§ 本文抜粋:
■ ■ ■ ■

若狭ラリー2017 Supported by Sammy

開催日時:5月19日(金)〜21日(日)
開催場所:福井県おおい町
スペシャルステージ本数:14本
スペシャルステージ総距離:81.70km
ラリー総距離:451.54km
SS路面:ターマック
SS路面状況:ドライ
ポイント係数:1.0

全日本ラリー選手権第4戦「若狭ラリー2017 Supported by Sammy」が5月20日(土)〜21日(日)の日程で開催され、2日目のSS12でトップに立った福永修/齊田美早子(三菱ランサーエボリューションX)が、2位に0.4秒の僅差で逃げ切り優勝した。1998年に全日本に初めて初出場た福永は、出場20年目にして全日本ラリー最高峰クラスで初の優勝を果たした。

■ ■ ■ ■

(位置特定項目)
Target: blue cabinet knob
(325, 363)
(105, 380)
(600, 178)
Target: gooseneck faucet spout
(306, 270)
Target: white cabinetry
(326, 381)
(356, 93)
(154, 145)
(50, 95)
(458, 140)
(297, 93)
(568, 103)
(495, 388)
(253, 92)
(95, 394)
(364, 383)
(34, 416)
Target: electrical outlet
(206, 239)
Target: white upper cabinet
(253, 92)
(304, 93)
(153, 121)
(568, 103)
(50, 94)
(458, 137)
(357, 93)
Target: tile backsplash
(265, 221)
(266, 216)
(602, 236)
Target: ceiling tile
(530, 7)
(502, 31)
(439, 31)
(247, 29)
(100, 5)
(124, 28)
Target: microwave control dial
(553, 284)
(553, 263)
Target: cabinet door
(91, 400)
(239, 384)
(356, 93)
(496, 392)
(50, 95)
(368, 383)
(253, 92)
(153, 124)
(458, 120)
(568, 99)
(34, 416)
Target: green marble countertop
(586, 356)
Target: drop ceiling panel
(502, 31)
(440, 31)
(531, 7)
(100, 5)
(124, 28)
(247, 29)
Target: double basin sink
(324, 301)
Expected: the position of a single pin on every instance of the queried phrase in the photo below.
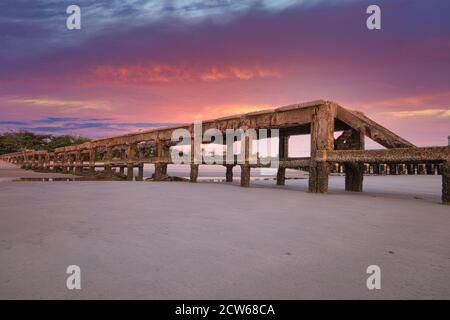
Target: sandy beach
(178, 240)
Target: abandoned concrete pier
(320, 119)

■ ■ ■ ■

§ 作業指示:
a) 上の行のうち、「Target: drop ceiling panel」を含む行から始まり行の最後で終わる部分(両端を含む)だけを、回答以外の行もそのまま残して書き直してください。回答の座標値はすべて1.4倍して整数に丸め(0.5は切り上げ)、画像は省いてください。
b) 若狭ラリーの記事を、最後の文の後から書き継いでください。

§ 作業結果:
a)
Target: drop ceiling panel
(703, 43)
(616, 43)
(743, 10)
(140, 7)
(174, 39)
(346, 41)
Target: double basin sink
(454, 421)
Expected: the position of a single pin on every instance of the queried phrase in the photo below.
Target: sandy beach
(249, 336)
Target: abandoned concrete pier
(448, 167)

b)
昨年と同様に若狭湾を臨む複合レジャー施設「うみんぴあ大飯」を拠点として開催される若狭ラリーだが、今回はギャラリーSSが設定されたスーパーSSの場所を2年前に使用した大飯町総合運動公園/プレーパークおおいに移動。企業ブースや飲食店などが立ち並ぶラリーパークも「うみんぴあ大飯」からこちらに移設された。19日(金)の夕方に行われたセレモニアルスタートでは、恒例の子どもたちによるちびっこスターター体験が実施され、ラリーカーを前にして元気いっぱいでフラッグを振る子どもたちに、選手も笑顔で応えていた。

デイ1

デイ1は、新緑の山中を駆ける9.4kmのSS Furusatoを3回、10.3kmのSS Gonamiを2回、デイ2にも使用され、高速道路脇の林道を走る4.02kmのSS Sekiyaを1回、そしてスーパーSSを2回走行する8SS、54.34kmが設定された。SS総走行距離81.70kmのうちデイ1だけで67%を占めており、この初日のタイムが勝負の行方に大きく影響することが予想される。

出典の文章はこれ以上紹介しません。